PROBLEM STATEMENT » Reproduce the data below line by line, from its first line to the line with "Locate the blurred", both included, and nothing past that point.

DATASET CONTENT START

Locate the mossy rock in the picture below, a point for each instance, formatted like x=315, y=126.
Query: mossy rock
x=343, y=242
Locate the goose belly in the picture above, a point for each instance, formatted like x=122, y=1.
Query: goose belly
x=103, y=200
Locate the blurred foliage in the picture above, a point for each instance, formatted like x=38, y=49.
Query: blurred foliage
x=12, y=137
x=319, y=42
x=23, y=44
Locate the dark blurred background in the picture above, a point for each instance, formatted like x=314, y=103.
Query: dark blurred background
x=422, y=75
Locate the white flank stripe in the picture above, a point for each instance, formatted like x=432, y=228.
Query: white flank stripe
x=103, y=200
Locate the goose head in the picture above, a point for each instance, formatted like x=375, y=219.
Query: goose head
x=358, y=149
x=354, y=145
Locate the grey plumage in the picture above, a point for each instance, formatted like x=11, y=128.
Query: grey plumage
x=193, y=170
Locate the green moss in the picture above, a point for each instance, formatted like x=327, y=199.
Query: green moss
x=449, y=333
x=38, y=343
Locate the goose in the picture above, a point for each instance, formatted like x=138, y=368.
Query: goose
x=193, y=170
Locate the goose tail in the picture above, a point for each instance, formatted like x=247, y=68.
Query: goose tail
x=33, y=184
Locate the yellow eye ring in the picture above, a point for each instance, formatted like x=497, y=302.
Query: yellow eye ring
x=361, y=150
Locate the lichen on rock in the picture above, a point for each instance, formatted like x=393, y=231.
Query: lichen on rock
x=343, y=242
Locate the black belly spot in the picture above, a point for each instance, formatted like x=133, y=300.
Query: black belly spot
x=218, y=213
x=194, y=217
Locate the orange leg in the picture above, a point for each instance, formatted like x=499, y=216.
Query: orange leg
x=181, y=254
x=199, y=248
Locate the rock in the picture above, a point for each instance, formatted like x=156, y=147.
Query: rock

DATASET CONTENT END

TASK SOLUTION »
Locate the mossy rock in the picture below, a point for each instance, formatted like x=315, y=126.
Query: mossy rock
x=343, y=242
Locate the goose belly in the picture above, a point for each instance, formatted like x=122, y=1.
Query: goose belly
x=103, y=200
Locate the blurred foliage in the picture above, a point for each instance, formatted like x=38, y=49.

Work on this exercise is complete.